* _Task requirements_
Update the records below by replacing "one point per instance" with "a single point for each instance" wherever it occurs, and reproduce everything else without change.

* _Data rows_
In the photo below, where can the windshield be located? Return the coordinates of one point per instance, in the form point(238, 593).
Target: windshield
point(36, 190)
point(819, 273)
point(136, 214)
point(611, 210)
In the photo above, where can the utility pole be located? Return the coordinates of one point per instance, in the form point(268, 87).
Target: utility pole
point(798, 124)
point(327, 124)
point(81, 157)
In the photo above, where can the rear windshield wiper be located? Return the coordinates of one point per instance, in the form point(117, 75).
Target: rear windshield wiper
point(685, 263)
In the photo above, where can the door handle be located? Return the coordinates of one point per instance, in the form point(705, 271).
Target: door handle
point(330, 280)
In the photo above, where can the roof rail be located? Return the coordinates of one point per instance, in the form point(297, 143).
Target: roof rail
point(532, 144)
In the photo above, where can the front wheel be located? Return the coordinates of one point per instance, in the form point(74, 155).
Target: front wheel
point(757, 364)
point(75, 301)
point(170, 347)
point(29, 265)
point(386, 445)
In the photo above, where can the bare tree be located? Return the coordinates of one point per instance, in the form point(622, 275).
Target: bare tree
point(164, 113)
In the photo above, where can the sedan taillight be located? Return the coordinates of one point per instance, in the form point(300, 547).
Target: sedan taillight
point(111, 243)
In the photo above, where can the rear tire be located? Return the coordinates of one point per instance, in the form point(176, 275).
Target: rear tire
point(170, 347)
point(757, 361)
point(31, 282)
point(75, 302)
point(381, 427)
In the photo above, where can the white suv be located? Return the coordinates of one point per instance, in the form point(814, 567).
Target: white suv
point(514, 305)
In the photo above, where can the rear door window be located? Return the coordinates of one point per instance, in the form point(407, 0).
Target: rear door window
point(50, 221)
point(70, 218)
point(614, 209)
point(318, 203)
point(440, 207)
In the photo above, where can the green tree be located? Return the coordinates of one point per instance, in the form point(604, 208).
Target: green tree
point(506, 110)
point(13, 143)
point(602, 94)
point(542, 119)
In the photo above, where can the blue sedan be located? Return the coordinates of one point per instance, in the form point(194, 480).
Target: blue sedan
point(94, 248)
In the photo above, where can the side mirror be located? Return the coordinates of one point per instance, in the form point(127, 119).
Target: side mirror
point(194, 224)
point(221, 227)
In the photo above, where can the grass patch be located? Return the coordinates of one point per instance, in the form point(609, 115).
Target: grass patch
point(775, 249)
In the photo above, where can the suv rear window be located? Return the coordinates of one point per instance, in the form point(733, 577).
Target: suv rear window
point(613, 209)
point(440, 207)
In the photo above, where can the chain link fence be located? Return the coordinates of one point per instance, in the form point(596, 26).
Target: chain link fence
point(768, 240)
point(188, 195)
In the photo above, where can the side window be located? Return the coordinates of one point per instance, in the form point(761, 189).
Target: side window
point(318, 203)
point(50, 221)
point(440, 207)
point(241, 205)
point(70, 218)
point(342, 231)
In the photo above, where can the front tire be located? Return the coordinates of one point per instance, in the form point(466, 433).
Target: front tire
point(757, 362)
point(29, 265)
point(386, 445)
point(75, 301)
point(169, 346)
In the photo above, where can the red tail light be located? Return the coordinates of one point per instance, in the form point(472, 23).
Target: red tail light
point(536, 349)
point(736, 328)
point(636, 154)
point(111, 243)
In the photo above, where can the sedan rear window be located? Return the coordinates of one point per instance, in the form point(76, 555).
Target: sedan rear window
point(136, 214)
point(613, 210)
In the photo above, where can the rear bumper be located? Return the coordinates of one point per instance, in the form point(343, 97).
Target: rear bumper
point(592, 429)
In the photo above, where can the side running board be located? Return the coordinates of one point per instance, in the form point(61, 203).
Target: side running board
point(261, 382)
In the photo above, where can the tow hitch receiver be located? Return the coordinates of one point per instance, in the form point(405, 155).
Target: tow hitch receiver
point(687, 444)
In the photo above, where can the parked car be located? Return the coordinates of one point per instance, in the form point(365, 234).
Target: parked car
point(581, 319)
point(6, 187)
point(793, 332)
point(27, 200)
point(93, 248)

* _Result of the task_
In the photo below, where can the windshield be located? Return the coordinates of a single point for each instance, in the form point(238, 593).
Target: windshield
point(36, 190)
point(819, 273)
point(136, 214)
point(611, 210)
In the photo above, where can the utility pole be located? Return the coordinates of a single point for each instance, in the form point(268, 87).
Target: utility pole
point(798, 124)
point(327, 124)
point(81, 157)
In the photo above, where can the rear windshield wiper be located? Return the coordinates of a single point for each instance, in the form point(117, 75).
Target: rear windshield wiper
point(685, 263)
In the photo above, where can the door handle be located? Return the coordinates of a single point for each instance, in the form point(705, 271).
Target: door handle
point(330, 280)
In the photo above, where can the roof rail be located? Return the coordinates of a single point for each instance, in the form point(297, 143).
Target: roof rail
point(532, 144)
In the photo above, where can the front wheel be located? Return the coordinates of a single point for each instance, in the form point(74, 155).
Target: front wheel
point(757, 364)
point(75, 301)
point(170, 347)
point(29, 265)
point(386, 445)
In the photo above, where can the bare tree be located? Return the coordinates of a single point for each instance, in the form point(622, 275).
Target: bare tree
point(164, 113)
In the photo above, where can the sedan taillight be located? Return the coordinates of a single point for each instance, in the form point(300, 547).
Target: sedan taillight
point(111, 243)
In the photo above, where can the rear tire be located? Return the coordinates of a single point for each instance, in the form point(176, 275).
Target: rear tire
point(170, 347)
point(757, 361)
point(31, 282)
point(75, 302)
point(381, 427)
In the photo above, where can the white suv be located? Return the coordinates of a single point for each instance, in the form point(814, 567).
Target: white suv
point(514, 305)
In the photo above, where can the rear door window be located? Return the coordinates of a single point for each instance, in the form point(407, 0).
Target: rear door window
point(50, 221)
point(70, 218)
point(614, 209)
point(318, 203)
point(440, 207)
In the photo above, where can the green tree be located? Return the coordinates of a single point for each instance, in the form point(604, 208).
Target: green tree
point(506, 110)
point(13, 143)
point(602, 94)
point(542, 119)
In the photo above, where can the blue sedan be located? Return the coordinates of a single point for each instance, in the form point(194, 480).
Target: blue sedan
point(94, 248)
In the photo above, where can the side mirror be located? Return the coordinates of a single point for each instance, in the form point(127, 119).
Target: side mirror
point(194, 224)
point(221, 227)
In the photo above, where can the grass patch be located? Return the coordinates of a single point for each instance, in the form point(609, 115).
Target: grass patch
point(775, 249)
In the photo above, where can the suv rear window be located? Return the coordinates of a single point for each instance, in the form point(733, 577).
Target: suv rear window
point(613, 209)
point(440, 207)
In the photo above, where can the chain link fence be located? Return the coordinates of a single point for each instance, in the form point(596, 26).
Target: chain link fence
point(768, 240)
point(188, 195)
In the photo above, where can the side window be located? Return the coordinates of a single point for each instance, in the form point(761, 189).
Target: side window
point(318, 203)
point(50, 221)
point(440, 207)
point(241, 205)
point(70, 218)
point(342, 231)
In the photo above, where can the front tire be located? Return the coordinates of a single point for each instance, in the form point(466, 433).
Target: front tire
point(757, 362)
point(29, 265)
point(386, 445)
point(75, 301)
point(169, 346)
In the photo above, where can the red tail light be located? Return the coordinates of a single point for each instance, in the form point(472, 23).
Target: red tail light
point(536, 349)
point(736, 328)
point(636, 154)
point(111, 243)
In the photo above, where can the sedan rear window be located? Return the coordinates of a single point for each instance, in the form point(76, 555).
Target: sedan rear window
point(136, 214)
point(613, 210)
In the photo above, where can the rear bumper be located? Return the coordinates of a single point for each instance, in the form point(343, 97).
Target: rear bumper
point(592, 429)
In the photo above, where can the side running board be located? Return the coordinates of a single point for each instance, in the form point(61, 203).
Target: side running board
point(261, 382)
In the photo above, where can the tow hitch receiver be located? Return the coordinates of a single point for each instance, in the form point(405, 155).
Target: tow hitch receiver
point(687, 444)
In the photo above, where can the parked car be located? Return the coordinates of a single point for each instance, in the form point(365, 234).
Target: parked car
point(581, 319)
point(6, 187)
point(793, 332)
point(27, 200)
point(93, 248)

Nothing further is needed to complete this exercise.